+++ DATA SUPPLIED +++
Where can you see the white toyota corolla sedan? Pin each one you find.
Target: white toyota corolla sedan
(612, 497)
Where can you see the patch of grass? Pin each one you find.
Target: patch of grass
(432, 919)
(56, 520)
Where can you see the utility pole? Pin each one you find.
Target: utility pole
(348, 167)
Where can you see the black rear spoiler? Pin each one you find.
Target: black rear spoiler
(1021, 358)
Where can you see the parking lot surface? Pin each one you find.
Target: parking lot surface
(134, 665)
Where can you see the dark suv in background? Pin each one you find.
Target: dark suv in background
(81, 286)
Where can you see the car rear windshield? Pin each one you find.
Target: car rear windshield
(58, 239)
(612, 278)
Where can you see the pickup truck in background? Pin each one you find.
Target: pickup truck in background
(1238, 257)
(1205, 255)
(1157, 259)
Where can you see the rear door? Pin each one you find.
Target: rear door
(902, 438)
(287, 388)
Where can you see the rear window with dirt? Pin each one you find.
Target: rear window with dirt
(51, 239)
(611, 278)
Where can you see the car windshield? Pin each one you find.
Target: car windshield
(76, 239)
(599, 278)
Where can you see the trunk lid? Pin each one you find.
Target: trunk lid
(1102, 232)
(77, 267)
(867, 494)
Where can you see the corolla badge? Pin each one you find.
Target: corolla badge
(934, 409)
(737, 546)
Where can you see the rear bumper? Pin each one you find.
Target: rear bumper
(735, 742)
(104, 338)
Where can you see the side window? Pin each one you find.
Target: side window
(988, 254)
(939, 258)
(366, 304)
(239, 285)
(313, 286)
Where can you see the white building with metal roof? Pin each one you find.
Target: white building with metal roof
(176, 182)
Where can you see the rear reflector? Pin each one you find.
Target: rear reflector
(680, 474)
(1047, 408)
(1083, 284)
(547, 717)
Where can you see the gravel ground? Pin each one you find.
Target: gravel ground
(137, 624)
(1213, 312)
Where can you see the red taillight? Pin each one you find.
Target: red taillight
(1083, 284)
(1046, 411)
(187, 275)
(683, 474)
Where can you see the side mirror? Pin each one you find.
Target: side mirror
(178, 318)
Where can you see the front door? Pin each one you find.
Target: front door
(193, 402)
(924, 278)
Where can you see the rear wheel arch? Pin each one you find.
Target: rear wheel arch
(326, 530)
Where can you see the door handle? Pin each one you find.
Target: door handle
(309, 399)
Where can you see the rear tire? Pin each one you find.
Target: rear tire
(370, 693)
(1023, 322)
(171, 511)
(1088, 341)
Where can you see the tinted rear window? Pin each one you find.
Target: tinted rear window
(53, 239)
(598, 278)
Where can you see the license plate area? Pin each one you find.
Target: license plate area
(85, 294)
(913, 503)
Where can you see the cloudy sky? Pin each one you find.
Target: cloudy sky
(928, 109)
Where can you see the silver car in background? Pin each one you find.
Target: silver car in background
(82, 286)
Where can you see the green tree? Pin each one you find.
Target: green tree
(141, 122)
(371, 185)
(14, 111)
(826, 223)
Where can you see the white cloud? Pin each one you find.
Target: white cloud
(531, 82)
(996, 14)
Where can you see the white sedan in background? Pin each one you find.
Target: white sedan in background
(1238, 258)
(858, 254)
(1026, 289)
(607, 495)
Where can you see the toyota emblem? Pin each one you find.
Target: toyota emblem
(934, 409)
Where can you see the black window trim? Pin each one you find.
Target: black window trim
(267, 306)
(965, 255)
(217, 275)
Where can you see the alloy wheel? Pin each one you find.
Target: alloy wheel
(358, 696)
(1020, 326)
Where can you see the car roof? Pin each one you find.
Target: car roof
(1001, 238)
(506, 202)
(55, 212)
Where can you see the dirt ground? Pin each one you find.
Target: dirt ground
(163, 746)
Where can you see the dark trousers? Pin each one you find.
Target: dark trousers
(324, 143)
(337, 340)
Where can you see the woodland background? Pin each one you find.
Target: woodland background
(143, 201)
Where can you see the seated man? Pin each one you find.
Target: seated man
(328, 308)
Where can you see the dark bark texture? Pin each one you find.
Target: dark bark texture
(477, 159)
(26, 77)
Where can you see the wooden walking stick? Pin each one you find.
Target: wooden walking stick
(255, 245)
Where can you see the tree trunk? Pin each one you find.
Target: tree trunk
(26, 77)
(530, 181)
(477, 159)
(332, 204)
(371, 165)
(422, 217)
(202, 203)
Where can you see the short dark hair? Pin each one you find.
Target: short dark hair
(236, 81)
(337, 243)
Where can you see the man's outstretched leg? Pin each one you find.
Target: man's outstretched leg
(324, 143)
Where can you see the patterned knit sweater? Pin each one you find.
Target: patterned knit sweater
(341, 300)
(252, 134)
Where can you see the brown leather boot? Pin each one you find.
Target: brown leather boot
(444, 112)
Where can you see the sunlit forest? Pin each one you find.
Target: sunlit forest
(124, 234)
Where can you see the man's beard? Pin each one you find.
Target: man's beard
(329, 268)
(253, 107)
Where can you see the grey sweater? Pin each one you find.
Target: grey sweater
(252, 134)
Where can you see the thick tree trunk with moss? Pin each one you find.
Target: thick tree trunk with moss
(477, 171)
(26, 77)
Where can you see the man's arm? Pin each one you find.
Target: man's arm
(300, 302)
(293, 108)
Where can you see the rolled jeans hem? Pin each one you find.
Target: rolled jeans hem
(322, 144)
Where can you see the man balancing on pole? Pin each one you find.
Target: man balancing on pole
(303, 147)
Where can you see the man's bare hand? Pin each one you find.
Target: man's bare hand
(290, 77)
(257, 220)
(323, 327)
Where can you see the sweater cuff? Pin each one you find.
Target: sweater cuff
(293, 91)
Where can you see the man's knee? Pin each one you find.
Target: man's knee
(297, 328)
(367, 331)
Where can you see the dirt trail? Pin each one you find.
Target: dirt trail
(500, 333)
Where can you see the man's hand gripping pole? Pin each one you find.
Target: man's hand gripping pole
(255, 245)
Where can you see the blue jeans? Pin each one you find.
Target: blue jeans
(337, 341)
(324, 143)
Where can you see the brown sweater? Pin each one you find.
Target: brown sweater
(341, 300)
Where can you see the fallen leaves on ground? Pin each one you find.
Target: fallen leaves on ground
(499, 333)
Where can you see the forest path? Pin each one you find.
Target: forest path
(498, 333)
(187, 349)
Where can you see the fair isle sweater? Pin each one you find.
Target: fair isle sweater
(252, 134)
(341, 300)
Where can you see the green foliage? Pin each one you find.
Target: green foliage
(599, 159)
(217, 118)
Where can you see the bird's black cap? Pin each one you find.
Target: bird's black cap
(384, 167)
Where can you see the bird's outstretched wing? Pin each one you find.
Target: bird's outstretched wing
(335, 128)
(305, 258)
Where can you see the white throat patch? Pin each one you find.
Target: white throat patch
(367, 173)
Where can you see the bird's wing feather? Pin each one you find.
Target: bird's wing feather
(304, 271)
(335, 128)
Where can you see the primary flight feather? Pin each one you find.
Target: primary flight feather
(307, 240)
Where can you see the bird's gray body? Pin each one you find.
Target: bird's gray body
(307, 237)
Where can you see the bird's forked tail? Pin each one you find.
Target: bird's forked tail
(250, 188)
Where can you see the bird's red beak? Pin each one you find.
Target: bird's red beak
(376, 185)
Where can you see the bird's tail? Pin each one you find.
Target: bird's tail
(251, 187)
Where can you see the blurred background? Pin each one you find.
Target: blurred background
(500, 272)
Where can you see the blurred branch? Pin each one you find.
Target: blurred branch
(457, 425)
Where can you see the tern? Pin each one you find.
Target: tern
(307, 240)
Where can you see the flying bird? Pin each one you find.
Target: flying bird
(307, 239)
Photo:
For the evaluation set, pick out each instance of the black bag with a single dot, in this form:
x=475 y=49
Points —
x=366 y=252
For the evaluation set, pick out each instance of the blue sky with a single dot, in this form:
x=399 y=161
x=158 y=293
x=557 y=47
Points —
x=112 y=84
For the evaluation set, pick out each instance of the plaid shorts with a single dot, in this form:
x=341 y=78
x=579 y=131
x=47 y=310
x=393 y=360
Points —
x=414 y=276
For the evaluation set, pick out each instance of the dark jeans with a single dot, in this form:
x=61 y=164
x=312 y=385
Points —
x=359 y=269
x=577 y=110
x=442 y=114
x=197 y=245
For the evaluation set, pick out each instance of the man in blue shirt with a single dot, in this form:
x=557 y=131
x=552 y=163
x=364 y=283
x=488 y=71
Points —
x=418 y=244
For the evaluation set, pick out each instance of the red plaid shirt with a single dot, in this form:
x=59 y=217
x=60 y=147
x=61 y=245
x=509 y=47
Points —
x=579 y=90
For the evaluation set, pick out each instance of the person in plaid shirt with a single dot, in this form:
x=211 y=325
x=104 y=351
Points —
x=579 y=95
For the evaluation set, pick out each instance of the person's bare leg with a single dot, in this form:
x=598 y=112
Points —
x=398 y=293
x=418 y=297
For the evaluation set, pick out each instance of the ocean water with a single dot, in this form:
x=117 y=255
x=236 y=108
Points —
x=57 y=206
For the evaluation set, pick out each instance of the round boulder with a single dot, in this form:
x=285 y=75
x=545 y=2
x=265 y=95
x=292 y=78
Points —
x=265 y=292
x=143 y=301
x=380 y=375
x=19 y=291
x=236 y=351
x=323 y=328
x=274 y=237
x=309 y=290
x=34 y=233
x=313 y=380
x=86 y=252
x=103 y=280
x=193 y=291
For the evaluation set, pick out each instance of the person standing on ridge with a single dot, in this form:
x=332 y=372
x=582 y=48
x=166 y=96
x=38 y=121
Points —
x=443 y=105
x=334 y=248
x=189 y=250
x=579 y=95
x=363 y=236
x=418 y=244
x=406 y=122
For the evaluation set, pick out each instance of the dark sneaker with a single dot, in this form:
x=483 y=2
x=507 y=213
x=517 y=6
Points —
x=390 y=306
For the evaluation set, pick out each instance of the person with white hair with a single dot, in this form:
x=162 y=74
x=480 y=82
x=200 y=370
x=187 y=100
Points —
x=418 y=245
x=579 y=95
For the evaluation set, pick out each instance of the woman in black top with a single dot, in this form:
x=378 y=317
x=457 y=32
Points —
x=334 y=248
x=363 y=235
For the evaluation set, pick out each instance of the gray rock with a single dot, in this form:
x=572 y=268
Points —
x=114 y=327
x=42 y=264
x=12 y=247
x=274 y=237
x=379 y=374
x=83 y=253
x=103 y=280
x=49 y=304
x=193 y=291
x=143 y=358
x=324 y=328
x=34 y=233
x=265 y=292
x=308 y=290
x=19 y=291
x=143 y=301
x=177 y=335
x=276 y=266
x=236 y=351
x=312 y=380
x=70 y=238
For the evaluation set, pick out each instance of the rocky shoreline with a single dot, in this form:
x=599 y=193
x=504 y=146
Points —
+++
§ GOAL OF THE EXERCISE: Repeat word for word the lines running from the line containing "For the evaluation set, pick out each instance of the gray" to the end of the entries above, inclusive.

§ COMPLETE OUTPUT:
For the evaluation set, pick out each instance of the gray rock with a single dot, in this form:
x=572 y=268
Points —
x=114 y=327
x=42 y=264
x=12 y=247
x=274 y=237
x=379 y=374
x=83 y=253
x=103 y=280
x=49 y=304
x=193 y=291
x=143 y=358
x=324 y=328
x=34 y=233
x=265 y=292
x=308 y=290
x=19 y=291
x=143 y=301
x=177 y=335
x=276 y=266
x=236 y=351
x=312 y=380
x=70 y=238
For the evaluation set, pick out each instance of the rocky shoreline with a single dot, in this form:
x=599 y=193
x=504 y=146
Points —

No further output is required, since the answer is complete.